── Information given ──

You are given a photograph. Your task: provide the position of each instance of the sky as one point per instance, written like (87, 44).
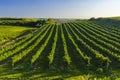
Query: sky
(59, 8)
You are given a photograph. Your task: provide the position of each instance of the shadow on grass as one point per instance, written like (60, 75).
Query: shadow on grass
(31, 74)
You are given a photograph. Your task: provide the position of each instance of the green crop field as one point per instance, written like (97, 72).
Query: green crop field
(70, 51)
(7, 33)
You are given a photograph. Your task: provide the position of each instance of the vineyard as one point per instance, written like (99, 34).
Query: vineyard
(82, 46)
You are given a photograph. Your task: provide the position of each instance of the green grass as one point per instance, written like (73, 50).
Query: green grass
(8, 33)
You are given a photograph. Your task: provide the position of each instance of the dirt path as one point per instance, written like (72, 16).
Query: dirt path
(17, 39)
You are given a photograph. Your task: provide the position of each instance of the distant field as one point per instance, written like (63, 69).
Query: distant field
(74, 50)
(8, 33)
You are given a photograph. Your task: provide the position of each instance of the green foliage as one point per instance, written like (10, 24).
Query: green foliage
(74, 46)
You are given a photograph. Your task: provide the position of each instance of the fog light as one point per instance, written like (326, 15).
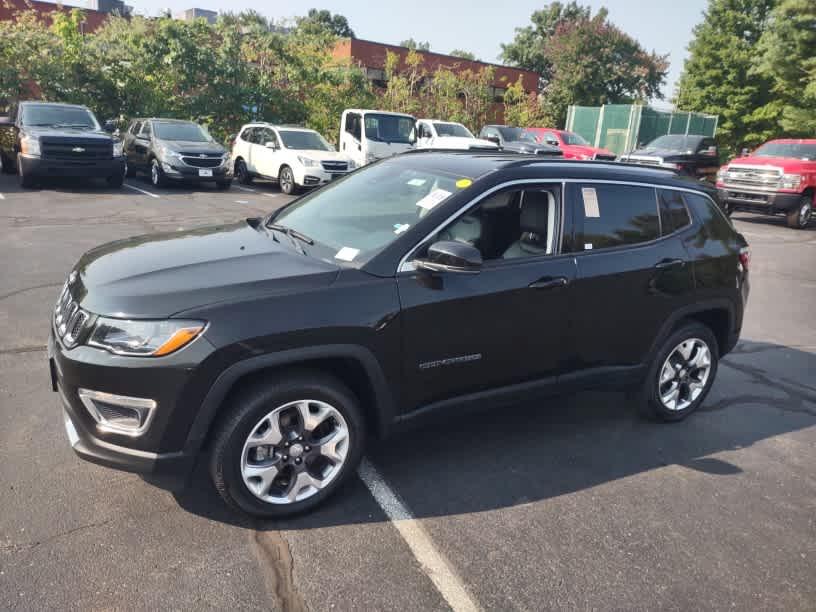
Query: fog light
(120, 414)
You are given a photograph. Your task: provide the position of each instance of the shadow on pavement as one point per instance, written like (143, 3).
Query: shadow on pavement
(541, 450)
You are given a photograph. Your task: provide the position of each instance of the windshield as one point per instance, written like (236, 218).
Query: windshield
(302, 140)
(388, 128)
(452, 129)
(357, 217)
(793, 150)
(172, 130)
(675, 142)
(52, 115)
(572, 138)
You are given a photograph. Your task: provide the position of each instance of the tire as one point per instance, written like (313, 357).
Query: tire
(157, 178)
(286, 180)
(25, 180)
(283, 400)
(242, 172)
(692, 381)
(799, 217)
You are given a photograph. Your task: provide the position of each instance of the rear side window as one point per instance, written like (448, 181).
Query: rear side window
(609, 216)
(673, 212)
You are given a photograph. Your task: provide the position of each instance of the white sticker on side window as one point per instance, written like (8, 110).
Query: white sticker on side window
(346, 254)
(433, 198)
(591, 208)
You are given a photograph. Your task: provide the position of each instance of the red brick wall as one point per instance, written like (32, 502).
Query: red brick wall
(9, 9)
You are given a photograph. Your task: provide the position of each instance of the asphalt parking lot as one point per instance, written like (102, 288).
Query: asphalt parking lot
(572, 503)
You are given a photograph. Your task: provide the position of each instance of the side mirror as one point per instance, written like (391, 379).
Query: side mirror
(451, 256)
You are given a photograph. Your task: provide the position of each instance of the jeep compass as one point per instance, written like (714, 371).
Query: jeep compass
(270, 349)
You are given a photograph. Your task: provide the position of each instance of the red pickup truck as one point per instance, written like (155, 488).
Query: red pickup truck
(779, 177)
(570, 143)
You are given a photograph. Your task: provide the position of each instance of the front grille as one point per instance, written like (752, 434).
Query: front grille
(758, 178)
(210, 161)
(330, 166)
(69, 319)
(79, 150)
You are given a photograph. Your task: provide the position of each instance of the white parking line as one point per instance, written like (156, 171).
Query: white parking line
(433, 563)
(152, 195)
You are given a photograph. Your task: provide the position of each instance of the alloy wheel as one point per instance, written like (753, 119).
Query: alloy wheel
(684, 374)
(294, 451)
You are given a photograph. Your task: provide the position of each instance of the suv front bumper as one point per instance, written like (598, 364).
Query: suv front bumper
(87, 168)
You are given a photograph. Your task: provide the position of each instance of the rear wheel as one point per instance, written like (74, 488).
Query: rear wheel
(799, 217)
(287, 444)
(682, 374)
(242, 173)
(286, 179)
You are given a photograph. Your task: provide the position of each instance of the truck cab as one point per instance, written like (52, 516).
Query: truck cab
(370, 135)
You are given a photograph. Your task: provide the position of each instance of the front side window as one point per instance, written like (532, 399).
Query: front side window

───

* Task
Copy the records above exactly. The pictures are not part of the copy.

* Response area
You are given a photograph. Your task: provide the position of each instance of the sky as one point per instance, written like (87, 44).
Query: sky
(59, 8)
You are given a photograph. Your task: provide the position of each instance of the shadow on grass as one point per instance, written like (60, 75).
Query: shadow on grass
(31, 74)
You are given a photograph. Your task: provide the position of each instance of the green crop field as one point per instance, written like (97, 72).
Query: green crop field
(70, 51)
(7, 33)
You are given a photograph. Your task: provide the position of each instance of the vineyard as one point per instance, written like (99, 34).
Query: vineyard
(82, 46)
You are given a photograph. Your task: provide the position of each instance of the green grass as one point per instance, written like (73, 50).
Query: green grass
(8, 33)
You are given a photograph. Your task: provide the position of each instance of the dirt path as one point per instance, written like (72, 16).
Query: dirt path
(17, 39)
You are given a photograph. Your task: provide the position of each instance of the distant field as one point per instance, written like (63, 69).
Query: distant field
(74, 50)
(8, 33)
You are given a photograph. Your task: provide the position of each instance of the green foliage as one point per instance, written like (10, 24).
Query: green foliage
(74, 46)
You are given a photograph. Your task: provide the position of each instance of the fog light as one point per instance, written like (326, 15).
Query: fog light
(120, 414)
You are given a photograph. Your task: provide the position of each instance of the shadow on pavement as one point per instance, written like (143, 3).
Query: shadow on pavement
(541, 450)
You are given a photograph. Your task: provide the position of each instance of the windshield as one point per instance, written like (236, 218).
Query: windshield
(302, 140)
(388, 128)
(452, 129)
(357, 217)
(793, 150)
(172, 130)
(675, 142)
(52, 115)
(572, 138)
You are given a photograph. Your task: provide the position of each instance of the tire as one point per instance, written like (313, 357).
Query: tire
(157, 178)
(286, 180)
(25, 180)
(283, 400)
(242, 172)
(692, 381)
(799, 217)
You are given a photograph. Your task: provide the position of each instance of the rear side window as one point per instance, written like (448, 181).
Query: rear side window
(609, 216)
(673, 212)
You are given a photograph. Your task: provide the position of each instance of the white sticker on side window as one point per instance, written like (8, 110).
Query: white sticker on side window
(346, 254)
(433, 198)
(591, 208)
You are given a photograph. Your task: provide the position of each instance of the red brick wall as one point per instance, written like (32, 502).
Query: red brick wall
(9, 9)
You are given a photograph. Your task: provide the position of each instance of the asphalt parking lot as one point per instance, written like (102, 288).
Query: asphalt parking lot
(572, 503)
You are given a photograph. Your task: provide the position of each instance of the side mirror as one point per instance, written like (391, 379).
Query: side mirror
(451, 256)
You are given a photograph. Your task: provide the position of each instance of the jeep compass as one point per instance, written like (714, 371).
Query: jeep compass
(270, 349)
You are given a photograph. Your task: provide the position of each instance of the red pickup truck as one point per instance, written like (155, 488).
Query: red pickup truck
(779, 177)
(570, 143)
You are given a photograph. Your task: provide the position of each instance of the front grille as one point per instance, written like (752, 434).
Query: front grille
(758, 178)
(210, 161)
(330, 166)
(69, 319)
(79, 150)
You are given a photograph. Your task: provide the position of each instance of the white parking line as one point per instance, written like (156, 171).
Query: white parking line
(433, 563)
(152, 195)
You are given a photograph. Your task: provide the position of each instance of the alloy wheel as one point per instance, written like (753, 119).
Query: alloy wheel
(684, 374)
(294, 451)
You are given a photograph. Your task: provide the position of each instance of the suv front bumper as one point per instance, written like (598, 364).
Query: suv front bumper
(87, 168)
You are given a photograph. Your task: provide the position of each instance of the rear wheel as one point per instance, written like (74, 488).
Query: rear wheel
(799, 217)
(287, 444)
(682, 374)
(242, 173)
(286, 179)
You are given a photograph. Your task: provide the position of each instance of the truck cab as one point per instance, written like (52, 516).
Query: truck cab
(370, 135)
You are given a photograph. Your task: provide the position of each instance of the front side window as one point per instance, written like (532, 399).
Query: front side window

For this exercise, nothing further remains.